## Activity
Once the line with "box: [0, 37, 45, 60]" is found in the entries below, print it and each following line exactly, stopping after the line with "box: [29, 16, 74, 39]"; print nothing else.

## Input for this task

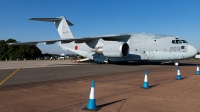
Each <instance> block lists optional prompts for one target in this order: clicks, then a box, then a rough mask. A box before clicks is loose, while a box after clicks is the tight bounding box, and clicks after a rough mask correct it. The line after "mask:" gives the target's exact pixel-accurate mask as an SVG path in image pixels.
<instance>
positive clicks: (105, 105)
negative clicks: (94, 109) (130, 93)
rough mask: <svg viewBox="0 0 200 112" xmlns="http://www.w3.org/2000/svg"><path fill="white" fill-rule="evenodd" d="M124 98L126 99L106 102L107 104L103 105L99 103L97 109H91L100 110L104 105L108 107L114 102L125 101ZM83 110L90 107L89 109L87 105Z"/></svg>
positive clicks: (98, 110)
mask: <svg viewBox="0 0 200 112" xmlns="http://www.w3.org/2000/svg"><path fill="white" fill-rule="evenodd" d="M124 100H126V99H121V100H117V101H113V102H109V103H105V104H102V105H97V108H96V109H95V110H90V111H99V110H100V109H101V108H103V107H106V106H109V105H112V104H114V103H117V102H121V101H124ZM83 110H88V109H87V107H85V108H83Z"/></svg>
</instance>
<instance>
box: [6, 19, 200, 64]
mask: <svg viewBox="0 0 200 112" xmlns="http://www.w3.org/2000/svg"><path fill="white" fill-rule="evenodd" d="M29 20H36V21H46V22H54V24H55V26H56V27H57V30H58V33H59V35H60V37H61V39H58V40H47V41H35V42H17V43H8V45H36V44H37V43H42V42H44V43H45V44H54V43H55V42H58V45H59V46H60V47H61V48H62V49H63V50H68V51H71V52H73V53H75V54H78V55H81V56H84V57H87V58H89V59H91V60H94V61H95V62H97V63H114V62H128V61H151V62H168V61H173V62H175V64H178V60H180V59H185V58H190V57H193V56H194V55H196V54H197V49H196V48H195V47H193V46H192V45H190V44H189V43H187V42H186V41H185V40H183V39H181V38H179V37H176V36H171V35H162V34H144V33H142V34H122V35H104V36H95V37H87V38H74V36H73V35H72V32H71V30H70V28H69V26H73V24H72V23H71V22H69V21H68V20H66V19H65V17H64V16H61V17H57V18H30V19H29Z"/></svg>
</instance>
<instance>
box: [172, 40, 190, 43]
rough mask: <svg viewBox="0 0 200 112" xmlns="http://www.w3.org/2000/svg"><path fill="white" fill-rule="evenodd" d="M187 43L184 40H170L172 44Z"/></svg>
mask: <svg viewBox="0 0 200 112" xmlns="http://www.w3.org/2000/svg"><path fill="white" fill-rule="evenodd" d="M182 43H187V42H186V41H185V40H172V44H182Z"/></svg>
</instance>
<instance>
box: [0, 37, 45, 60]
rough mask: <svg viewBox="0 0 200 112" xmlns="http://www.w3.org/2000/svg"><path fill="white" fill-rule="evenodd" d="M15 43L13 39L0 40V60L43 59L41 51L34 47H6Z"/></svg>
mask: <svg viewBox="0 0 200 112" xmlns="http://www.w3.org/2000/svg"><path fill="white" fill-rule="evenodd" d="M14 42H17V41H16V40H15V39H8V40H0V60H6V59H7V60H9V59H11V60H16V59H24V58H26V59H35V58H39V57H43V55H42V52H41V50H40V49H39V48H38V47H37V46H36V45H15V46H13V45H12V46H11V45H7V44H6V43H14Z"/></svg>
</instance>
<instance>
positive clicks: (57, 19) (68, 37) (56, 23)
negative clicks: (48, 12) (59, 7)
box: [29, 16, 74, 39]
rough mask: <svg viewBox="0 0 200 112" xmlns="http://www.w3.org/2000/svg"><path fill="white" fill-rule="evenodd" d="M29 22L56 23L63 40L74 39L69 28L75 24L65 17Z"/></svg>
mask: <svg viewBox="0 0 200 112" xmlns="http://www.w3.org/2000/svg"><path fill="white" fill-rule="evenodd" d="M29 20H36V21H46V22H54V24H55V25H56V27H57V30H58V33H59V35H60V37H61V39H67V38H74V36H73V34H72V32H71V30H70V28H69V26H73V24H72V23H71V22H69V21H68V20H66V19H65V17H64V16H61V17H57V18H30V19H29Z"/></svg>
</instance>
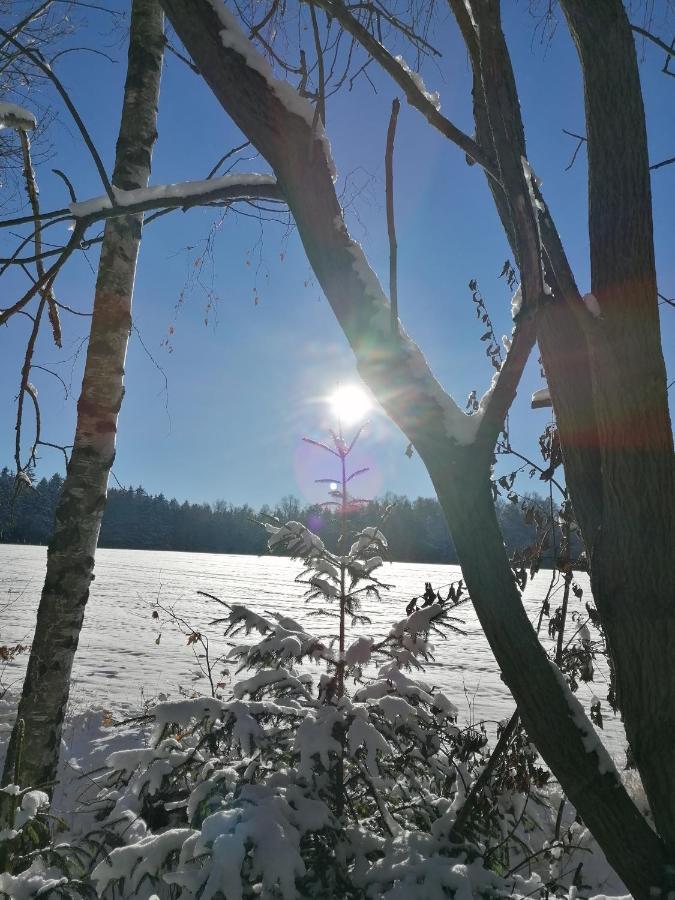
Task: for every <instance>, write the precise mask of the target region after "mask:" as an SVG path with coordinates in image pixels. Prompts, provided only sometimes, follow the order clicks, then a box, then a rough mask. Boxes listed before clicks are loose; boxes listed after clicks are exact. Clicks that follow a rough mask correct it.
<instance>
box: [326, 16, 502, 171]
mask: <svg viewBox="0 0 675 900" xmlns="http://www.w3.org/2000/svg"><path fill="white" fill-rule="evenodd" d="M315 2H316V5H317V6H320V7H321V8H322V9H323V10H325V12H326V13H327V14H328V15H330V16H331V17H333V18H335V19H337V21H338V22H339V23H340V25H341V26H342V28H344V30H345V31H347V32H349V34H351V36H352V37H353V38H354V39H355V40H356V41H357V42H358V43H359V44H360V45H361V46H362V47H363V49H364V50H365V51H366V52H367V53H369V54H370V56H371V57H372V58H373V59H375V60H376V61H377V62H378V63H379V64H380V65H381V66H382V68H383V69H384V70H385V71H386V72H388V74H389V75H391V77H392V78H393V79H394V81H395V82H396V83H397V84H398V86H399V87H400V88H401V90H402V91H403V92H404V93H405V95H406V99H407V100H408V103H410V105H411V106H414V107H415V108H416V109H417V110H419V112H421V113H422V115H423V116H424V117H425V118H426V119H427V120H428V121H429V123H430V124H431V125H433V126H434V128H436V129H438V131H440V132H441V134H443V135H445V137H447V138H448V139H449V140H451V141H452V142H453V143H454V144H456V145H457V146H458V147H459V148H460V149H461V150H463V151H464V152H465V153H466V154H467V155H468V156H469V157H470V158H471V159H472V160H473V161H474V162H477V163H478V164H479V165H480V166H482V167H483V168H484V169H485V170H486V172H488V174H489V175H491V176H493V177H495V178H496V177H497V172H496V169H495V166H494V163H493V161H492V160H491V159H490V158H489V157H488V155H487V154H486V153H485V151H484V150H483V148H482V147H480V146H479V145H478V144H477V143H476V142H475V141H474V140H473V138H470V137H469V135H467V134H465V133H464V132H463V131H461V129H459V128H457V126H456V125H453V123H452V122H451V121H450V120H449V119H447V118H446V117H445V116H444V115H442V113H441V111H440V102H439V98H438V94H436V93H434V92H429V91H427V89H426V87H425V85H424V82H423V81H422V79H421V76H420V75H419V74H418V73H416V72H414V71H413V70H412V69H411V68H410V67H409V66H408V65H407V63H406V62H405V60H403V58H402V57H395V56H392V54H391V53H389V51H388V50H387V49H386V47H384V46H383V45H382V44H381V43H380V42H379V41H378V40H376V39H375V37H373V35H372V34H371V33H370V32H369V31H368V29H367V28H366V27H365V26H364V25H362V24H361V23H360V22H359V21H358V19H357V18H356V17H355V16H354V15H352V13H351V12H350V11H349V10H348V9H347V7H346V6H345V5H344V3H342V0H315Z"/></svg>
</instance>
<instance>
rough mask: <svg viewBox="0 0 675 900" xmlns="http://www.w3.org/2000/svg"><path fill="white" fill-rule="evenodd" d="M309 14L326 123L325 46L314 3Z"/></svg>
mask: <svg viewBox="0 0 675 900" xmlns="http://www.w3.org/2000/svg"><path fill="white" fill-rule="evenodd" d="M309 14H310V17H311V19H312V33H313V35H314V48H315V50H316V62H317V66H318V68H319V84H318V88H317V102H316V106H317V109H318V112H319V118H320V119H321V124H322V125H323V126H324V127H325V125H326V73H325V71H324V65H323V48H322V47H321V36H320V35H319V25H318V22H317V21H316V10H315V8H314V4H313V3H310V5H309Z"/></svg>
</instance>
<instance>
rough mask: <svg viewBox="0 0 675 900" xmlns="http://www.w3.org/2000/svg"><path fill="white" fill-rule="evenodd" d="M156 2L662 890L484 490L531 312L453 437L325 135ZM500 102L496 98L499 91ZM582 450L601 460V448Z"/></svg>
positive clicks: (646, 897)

## Answer to this task
box: [0, 37, 45, 60]
rough mask: <svg viewBox="0 0 200 112" xmlns="http://www.w3.org/2000/svg"><path fill="white" fill-rule="evenodd" d="M15 43L13 39L0 40V60L43 59L41 51L34 47H6Z"/></svg>
mask: <svg viewBox="0 0 200 112" xmlns="http://www.w3.org/2000/svg"><path fill="white" fill-rule="evenodd" d="M14 42H17V41H16V40H15V39H8V40H0V60H6V59H7V60H9V59H11V60H16V59H24V58H26V59H35V58H39V57H43V55H42V52H41V50H40V49H39V48H38V47H37V46H36V45H15V46H13V45H12V46H11V45H7V44H6V43H14Z"/></svg>
</instance>
<instance>
positive clicks: (57, 19) (68, 37) (56, 23)
negative clicks: (48, 12) (59, 7)
box: [29, 16, 74, 39]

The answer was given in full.